***** Excerpt to read *****

First, it’s important to note that the paper is a “perspective” piece – an essay based on knowledge of the scientific literature, rather than new modelling or data analysis. Leading Earth System scientist Will Steffen and his 15 co-authors draw on a diverse set of literature to paint a picture of how a chain of self-reinforcing changes might potentially be initiated, eventually leading to very large climate warming and sea level rise.

One example would be the thawing of Arctic permafrost, which releases methane into the atmosphere. As methane is a greenhouse gas, this means the Earth retains more heat, causing more permafrost to thaw, and so on. Other possible self-reinforcing processes include the large-scale die-back of forests, the melting of sea ice, or the loss of ice sheets on land.

Global map of potential tipping cascades, with arrows showing potential interactions. Steffen et al (2018) / PNAS

Hothouse or stabilised?

Steffen and colleagues introduce the term “Hothouse Earth” to emphasise that these extreme conditions would be outside those that have occurred over the past few hundred thousand years, which have been cycles of ice ages with milder periods in between. They also present an alternative scenario of a “Stabilised Earth” where these changes are not triggered, and the climate remains similar to now.

***** Data for this task *****

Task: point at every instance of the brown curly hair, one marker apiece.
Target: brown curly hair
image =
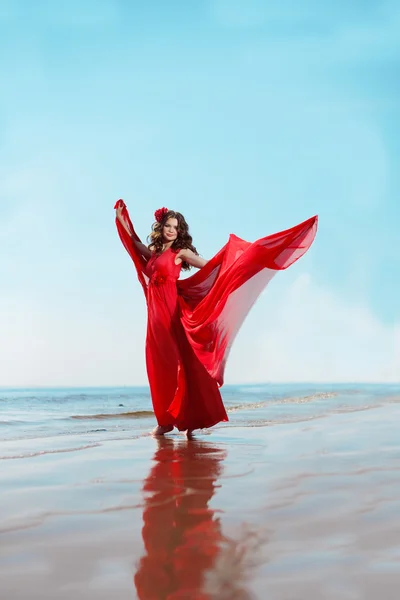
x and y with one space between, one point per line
183 240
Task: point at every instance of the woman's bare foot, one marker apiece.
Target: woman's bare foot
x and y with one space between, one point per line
161 429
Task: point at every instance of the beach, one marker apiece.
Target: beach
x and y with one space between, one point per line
298 496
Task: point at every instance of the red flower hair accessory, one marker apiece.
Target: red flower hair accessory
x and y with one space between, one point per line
160 214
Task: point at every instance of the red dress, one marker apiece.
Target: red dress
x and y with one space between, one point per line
193 322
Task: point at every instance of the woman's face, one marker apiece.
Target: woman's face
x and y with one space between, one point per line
170 230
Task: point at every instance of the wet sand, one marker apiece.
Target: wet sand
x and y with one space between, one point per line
287 512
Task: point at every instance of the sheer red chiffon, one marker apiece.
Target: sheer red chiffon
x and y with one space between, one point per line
193 322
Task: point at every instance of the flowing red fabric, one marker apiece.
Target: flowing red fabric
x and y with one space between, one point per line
193 322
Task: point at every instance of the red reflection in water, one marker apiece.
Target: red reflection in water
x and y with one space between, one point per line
181 534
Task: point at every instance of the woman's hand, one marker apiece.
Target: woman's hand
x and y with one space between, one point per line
118 210
190 257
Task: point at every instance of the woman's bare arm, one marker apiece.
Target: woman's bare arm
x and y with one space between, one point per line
190 257
144 251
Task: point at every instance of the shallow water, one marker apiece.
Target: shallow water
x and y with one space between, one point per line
44 416
296 497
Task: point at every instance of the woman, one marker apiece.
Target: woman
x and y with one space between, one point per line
192 322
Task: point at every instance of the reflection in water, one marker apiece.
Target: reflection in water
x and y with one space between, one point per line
181 534
186 555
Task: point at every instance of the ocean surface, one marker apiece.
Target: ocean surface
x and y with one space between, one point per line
42 421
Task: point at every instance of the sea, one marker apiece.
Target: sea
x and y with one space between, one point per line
52 420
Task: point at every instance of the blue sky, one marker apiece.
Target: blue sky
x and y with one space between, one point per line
247 116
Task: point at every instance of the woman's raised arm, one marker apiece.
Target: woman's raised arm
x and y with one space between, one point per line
144 251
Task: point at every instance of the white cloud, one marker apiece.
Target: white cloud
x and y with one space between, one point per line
304 334
312 334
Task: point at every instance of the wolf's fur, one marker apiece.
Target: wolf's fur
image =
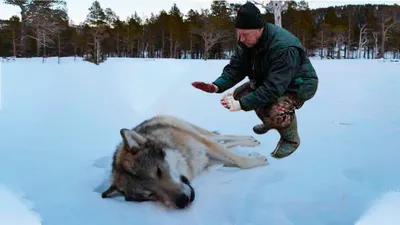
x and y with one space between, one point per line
157 159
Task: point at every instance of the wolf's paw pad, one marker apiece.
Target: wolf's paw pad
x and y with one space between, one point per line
255 155
258 157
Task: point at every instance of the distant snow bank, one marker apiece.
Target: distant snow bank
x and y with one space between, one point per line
385 211
16 211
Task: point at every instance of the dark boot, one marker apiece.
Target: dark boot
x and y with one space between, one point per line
288 142
261 129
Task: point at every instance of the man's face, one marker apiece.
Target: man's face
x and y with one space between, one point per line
249 37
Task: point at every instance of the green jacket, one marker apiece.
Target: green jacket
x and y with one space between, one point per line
280 65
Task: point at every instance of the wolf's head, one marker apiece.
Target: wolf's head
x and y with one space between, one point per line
140 172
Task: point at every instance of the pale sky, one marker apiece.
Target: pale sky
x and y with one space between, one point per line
78 9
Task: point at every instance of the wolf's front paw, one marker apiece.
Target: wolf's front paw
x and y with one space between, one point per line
257 159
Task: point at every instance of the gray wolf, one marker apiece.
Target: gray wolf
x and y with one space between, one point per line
158 159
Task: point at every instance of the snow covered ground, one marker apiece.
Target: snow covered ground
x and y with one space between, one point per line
59 125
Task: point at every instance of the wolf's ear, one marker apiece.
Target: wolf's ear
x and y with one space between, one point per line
132 139
109 191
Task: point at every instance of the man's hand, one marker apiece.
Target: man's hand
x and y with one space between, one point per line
210 88
230 103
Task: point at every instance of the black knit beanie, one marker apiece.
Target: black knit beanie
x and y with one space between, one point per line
249 17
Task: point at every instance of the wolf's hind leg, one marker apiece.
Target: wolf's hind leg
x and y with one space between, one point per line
244 143
229 158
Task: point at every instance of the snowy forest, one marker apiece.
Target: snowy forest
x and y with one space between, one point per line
43 29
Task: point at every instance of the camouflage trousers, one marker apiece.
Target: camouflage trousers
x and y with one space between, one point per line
277 116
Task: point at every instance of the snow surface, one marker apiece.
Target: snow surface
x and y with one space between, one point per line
59 126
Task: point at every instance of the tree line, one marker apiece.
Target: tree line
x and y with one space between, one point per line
43 29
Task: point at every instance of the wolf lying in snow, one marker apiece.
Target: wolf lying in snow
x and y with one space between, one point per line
157 160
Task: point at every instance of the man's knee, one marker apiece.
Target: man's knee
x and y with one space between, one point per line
242 90
281 113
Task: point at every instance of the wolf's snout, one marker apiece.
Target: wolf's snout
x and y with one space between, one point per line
182 201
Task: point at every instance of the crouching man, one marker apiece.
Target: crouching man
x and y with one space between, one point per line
281 78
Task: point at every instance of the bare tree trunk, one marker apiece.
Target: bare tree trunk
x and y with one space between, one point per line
14 45
376 51
362 39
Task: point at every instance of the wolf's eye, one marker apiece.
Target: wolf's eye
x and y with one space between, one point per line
159 173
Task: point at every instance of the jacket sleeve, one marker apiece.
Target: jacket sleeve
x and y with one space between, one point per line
284 65
232 73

*****

■ The tasks ■
[1] Please rewrite the lines of the listing as a Markdown table with columns Row and Line, starting at the line that contains "Task: point at every instance of the wolf's eye, one" and ending at the last line of the listing, and omit any blank lines.
[2] Extend the Hothouse Earth excerpt, continuing from its final sentence.
The Hothouse Earth excerpt and the listing have no connection to each other.

■ The answers ■
[1]
| Row | Line |
|---|---|
| 1 | Task: point at every instance of the wolf's eye, one marker apiece. |
| 2 | Target: wolf's eye |
| 3 | x and y with one space between, one point per line |
| 4 | 159 173 |
| 5 | Task: point at every instance of the jacket sleeve, one marker apiece. |
| 6 | Target: jacket sleeve |
| 7 | x and y with one space between, one point per line |
| 8 | 284 65 |
| 9 | 232 73 |

[2]
The authors make the case that there is a level of global warming which is a critical threshold between these two scenarios. Beyond this point, the Earth System might conceivably become set on a pathway that makes the extreme “hothouse” conditions inevitable in the long term. They argue – or perhaps speculate – that the process of irreversible self-reinforcing changes could in theory start at levels of global warming as low as 2°C above pre-industrial levels, which could be reached around the middle of this century (we are already at around 1°C). They also acknowledge large uncertainty in this estimate, and say that it represents a “risk averse approach”.

A key point is that, even if the self-perpetuating changes do begin within a few decades, the process would take a long time to fully kick in – centuries or millennia.

Steffen and colleagues support their suggestion of a threshold at 2°C through reference to previously-published scientific work. These include other review papers which themselves drew on wider literature, and an “expert elicitation” study in which scientists were asked to estimate the levels of global warming at which “tipping points” for these key climate processes might be passed (I was one of those consulted).

The authors argue that 2°C can still be avoided if humanity takes concerted action to reduce its warming effect on the climate. In a similar way that the “Hothouse Earth” scenario involves huge changes in the climate system with multiple effects of one process leading to another, the concerted global action to avoid 2°C would, they suggest, also involve huge changes in the human system, again with several fundamental steps leading from one change to another.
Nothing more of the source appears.